THE TASK: Update the entries from their first line through the line containing "positive clicks: (232, 30) (259, 35)", changing every "rough mask" to "coarse mask" and leaving everything else as it is. Return only those lines.

(Source records)

=-=-=

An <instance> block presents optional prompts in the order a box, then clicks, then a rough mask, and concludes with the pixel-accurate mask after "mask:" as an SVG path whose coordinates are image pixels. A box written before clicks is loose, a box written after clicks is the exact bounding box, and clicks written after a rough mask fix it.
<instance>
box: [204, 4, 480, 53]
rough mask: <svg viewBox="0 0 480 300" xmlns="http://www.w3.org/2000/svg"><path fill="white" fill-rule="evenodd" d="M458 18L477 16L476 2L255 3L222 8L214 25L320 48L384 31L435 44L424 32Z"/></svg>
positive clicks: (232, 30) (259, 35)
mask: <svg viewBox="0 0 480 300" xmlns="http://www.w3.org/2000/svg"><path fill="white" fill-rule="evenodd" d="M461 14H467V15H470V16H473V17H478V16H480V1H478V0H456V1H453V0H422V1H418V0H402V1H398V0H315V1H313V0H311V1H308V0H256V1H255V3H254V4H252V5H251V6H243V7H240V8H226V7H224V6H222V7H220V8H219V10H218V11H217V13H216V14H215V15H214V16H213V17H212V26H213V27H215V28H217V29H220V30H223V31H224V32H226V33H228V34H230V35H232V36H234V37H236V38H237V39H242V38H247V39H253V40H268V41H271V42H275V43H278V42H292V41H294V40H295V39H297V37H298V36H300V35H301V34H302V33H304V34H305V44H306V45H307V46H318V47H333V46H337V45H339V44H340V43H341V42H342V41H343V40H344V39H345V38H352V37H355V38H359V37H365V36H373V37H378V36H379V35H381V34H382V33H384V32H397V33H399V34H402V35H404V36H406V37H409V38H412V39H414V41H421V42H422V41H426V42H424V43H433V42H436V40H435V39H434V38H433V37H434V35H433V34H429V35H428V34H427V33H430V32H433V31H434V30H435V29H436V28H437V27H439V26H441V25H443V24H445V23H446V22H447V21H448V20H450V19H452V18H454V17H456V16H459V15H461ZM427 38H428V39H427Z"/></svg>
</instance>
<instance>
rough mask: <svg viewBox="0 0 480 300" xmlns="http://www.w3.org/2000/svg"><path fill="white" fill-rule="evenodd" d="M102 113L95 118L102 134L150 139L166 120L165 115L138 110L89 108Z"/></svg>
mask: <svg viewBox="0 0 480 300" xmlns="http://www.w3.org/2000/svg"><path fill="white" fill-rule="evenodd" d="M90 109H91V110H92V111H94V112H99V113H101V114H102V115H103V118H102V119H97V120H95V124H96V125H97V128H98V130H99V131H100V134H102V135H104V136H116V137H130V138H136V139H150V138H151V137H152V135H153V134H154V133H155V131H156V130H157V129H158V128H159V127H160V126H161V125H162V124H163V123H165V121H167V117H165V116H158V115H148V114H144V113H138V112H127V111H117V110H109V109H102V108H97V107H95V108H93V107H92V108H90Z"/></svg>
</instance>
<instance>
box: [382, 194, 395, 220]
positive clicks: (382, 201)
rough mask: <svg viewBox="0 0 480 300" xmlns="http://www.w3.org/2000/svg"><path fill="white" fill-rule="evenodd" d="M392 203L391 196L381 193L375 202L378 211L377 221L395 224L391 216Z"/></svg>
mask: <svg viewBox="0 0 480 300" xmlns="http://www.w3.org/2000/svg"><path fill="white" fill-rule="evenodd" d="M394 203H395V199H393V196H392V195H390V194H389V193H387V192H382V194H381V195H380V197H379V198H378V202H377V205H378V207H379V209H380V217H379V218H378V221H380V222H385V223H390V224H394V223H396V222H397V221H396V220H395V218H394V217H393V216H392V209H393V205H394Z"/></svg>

=-=-=

RESULT OF THE EXERCISE:
An <instance> block presents optional prompts in the order a box, then clicks, then a coarse mask, and concludes with the pixel-accurate mask after "mask:" as an SVG path whose coordinates are image pixels. A box written before clicks is loose, a box written after clicks is the exact bounding box, and clicks written after a coarse mask fix it.
<instance>
box: [204, 4, 480, 53]
coarse mask: <svg viewBox="0 0 480 300" xmlns="http://www.w3.org/2000/svg"><path fill="white" fill-rule="evenodd" d="M458 18L477 16L476 2L255 3L222 8L214 25L320 48L384 31L435 44L424 32Z"/></svg>
positive clicks: (232, 30) (259, 35)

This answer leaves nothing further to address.